- **Tâche courte A**: Condensez le paragraphe de l'extrait qui commence par « Difficile de parler du film » en conservant ses faits principaux.

*** Extrait ***

Difficile de parler du film sans parler de sa partie centrale, une immense séquence de filature qui accélère constamment pour déboucher sur une poursuite à pleine vitesse, un morceau de mise en scène vraiment impressionnant, pendant lequel "Popeye" devient peu à peu fou. Dans ce passage on le suit, seul, dans un véritable purgatoire. Comme dans le Convoi de la Peur on sent parfois une présence maléfique, ricanant de ses échecs, comme lorsqu'il rate de peu la rame de métro dans laquelle s'est enfui un des "froggies", un plan superbe depuis la rame s'enfonçant dans un tunnel, avec une montée de violons semblable à un rire sinistre.

***

- **Tâche courte B**: Reproduisez à l'identique le passage de la liste qui s'ouvre sur la ligne contenant "Category: jacket collar" et se ferme sur la ligne contenant "left=258, top=179, right=329, bottom=205", ces deux lignes incluses.

*** Lignes de données ***

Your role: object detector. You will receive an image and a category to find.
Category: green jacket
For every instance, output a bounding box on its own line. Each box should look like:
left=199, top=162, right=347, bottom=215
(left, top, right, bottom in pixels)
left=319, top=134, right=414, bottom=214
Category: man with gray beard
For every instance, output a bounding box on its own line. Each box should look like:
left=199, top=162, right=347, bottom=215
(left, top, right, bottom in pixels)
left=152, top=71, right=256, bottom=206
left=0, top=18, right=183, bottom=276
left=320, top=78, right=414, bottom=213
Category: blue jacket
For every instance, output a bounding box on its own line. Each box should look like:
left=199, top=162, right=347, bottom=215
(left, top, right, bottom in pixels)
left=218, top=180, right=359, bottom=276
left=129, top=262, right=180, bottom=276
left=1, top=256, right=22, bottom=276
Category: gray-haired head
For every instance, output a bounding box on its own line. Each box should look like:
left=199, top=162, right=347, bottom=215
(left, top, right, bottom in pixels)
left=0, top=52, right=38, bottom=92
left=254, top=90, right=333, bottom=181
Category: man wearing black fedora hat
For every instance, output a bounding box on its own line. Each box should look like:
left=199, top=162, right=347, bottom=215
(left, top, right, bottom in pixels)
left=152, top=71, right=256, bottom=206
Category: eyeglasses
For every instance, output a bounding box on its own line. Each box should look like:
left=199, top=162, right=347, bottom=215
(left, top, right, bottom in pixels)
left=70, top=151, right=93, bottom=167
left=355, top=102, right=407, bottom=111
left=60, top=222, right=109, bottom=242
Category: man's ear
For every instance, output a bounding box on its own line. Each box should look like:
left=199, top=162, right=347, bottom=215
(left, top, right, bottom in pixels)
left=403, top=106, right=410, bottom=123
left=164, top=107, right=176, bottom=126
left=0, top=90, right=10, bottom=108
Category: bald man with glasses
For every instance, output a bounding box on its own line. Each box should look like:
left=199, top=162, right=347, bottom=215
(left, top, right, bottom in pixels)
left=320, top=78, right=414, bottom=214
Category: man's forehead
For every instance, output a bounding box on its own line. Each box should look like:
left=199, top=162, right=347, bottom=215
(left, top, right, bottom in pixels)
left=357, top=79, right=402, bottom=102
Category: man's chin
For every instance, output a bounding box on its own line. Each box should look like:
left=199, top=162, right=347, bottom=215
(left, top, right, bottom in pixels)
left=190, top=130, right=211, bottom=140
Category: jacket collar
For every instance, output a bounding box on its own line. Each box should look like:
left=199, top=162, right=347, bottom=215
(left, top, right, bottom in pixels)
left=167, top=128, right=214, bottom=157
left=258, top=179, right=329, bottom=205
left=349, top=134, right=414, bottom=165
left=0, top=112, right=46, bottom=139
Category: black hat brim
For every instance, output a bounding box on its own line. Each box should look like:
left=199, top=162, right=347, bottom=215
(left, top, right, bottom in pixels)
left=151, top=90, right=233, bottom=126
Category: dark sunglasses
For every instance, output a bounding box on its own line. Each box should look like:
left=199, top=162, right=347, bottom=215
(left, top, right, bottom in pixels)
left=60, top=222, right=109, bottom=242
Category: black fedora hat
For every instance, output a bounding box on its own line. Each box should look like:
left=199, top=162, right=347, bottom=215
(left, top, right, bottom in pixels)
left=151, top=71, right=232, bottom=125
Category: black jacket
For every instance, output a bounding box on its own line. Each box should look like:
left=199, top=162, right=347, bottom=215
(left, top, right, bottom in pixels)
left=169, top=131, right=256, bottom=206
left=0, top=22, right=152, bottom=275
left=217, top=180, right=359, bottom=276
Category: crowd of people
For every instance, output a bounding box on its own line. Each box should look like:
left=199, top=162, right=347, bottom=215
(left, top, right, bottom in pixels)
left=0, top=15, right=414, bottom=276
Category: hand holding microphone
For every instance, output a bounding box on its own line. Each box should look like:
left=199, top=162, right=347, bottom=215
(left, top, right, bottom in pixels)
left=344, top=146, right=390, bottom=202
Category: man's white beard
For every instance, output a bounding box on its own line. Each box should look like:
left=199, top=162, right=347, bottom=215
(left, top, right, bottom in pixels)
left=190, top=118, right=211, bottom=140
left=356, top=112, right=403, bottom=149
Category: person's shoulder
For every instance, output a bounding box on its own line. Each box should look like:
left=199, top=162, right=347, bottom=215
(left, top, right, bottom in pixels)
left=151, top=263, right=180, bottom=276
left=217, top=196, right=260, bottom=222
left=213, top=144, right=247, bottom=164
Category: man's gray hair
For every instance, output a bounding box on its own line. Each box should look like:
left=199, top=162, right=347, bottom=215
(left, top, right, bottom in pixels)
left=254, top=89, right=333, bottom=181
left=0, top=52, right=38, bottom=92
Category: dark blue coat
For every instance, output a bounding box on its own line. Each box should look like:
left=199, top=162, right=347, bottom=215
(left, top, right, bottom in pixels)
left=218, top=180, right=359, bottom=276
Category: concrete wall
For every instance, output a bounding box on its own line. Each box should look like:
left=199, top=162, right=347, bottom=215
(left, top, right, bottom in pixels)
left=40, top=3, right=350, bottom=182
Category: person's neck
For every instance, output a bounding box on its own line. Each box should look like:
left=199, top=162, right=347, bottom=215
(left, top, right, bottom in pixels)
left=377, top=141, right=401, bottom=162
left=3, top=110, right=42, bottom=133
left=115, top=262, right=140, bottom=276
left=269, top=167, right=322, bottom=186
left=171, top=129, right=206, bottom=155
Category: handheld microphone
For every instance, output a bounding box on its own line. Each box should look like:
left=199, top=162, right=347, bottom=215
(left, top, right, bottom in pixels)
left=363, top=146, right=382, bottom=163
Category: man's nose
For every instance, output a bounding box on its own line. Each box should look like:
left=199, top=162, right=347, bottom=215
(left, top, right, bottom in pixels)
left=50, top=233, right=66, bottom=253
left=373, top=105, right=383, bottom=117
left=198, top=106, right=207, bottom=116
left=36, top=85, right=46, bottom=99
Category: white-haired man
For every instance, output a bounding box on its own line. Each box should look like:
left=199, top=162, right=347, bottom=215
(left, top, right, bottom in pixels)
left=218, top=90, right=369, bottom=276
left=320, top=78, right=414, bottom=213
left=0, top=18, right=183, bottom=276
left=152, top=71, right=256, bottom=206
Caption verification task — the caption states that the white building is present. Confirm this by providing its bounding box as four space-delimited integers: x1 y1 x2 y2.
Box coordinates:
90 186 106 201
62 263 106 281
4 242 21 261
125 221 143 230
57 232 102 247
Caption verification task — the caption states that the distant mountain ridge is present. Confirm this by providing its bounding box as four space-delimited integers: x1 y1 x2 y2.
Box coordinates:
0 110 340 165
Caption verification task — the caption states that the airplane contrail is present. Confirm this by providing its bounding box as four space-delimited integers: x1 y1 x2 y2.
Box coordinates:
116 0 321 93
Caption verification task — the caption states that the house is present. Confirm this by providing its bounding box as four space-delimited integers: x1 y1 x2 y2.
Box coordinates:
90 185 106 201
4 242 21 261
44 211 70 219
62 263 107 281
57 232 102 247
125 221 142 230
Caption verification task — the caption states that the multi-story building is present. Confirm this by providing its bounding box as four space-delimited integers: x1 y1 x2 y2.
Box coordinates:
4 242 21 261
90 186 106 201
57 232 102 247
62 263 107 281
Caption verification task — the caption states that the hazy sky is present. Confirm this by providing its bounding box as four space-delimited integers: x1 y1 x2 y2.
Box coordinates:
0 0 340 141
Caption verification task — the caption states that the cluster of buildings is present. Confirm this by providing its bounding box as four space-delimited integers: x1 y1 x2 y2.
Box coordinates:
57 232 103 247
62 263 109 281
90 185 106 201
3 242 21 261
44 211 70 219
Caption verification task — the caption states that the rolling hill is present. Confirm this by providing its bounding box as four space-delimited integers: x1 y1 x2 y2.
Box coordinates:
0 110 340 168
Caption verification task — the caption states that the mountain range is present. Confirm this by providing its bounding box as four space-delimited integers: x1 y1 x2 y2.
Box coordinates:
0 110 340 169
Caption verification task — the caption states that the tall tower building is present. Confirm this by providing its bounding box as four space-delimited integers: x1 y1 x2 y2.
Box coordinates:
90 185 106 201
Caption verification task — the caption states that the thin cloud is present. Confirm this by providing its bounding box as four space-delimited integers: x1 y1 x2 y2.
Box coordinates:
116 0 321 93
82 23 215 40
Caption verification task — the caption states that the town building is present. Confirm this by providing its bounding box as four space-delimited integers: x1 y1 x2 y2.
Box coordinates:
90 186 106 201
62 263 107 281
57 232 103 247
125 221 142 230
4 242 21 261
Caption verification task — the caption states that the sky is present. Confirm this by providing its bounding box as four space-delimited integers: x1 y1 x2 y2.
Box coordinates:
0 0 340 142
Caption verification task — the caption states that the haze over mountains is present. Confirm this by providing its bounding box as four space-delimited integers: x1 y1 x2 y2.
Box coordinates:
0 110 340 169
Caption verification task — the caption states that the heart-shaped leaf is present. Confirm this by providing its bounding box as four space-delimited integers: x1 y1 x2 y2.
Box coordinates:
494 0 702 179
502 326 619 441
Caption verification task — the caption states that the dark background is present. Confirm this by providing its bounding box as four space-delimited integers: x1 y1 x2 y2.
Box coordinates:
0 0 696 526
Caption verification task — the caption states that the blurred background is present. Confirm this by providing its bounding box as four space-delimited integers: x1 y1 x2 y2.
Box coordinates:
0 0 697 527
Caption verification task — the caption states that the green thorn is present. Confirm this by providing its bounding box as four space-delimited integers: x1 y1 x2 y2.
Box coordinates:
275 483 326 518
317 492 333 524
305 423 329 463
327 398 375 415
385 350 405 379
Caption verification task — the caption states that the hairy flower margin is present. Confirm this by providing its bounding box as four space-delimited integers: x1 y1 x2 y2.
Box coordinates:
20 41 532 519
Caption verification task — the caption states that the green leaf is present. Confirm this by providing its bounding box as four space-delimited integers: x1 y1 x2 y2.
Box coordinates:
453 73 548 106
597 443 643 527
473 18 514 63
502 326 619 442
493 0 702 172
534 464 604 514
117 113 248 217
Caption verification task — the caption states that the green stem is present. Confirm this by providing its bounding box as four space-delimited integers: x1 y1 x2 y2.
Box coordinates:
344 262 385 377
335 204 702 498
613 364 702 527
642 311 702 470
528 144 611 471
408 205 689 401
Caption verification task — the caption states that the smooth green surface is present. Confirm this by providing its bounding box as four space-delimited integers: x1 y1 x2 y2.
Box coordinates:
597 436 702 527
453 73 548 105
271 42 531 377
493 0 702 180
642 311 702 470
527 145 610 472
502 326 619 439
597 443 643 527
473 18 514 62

***

- **Solution A**: Le cœur du film est sa partie centrale : une immense séquence de filature qui accélère sans cesse jusqu'à une poursuite à pleine vitesse. Ce morceau de mise en scène impressionnant montre "Popeye" devenir peu à peu fou. Seul, il traverse un véritable purgatoire. Comme dans le Convoi de la Peur, une présence maléfique semble ricaner de ses échecs. C'est le cas lorsqu'il rate de peu la rame de métro où s'est enfui un des "froggies", dans un plan superbe filmé depuis la rame qui s'enfonce dans un tunnel, sur une montée de violons semblable à un rire sinistre.

- **Solution B**:
Category: jacket collar
For every instance, output a bounding box on its own line. Each box should look like:
left=199, top=162, right=347, bottom=215
(left, top, right, bottom in pixels)
left=167, top=128, right=214, bottom=157
left=258, top=179, right=329, bottom=205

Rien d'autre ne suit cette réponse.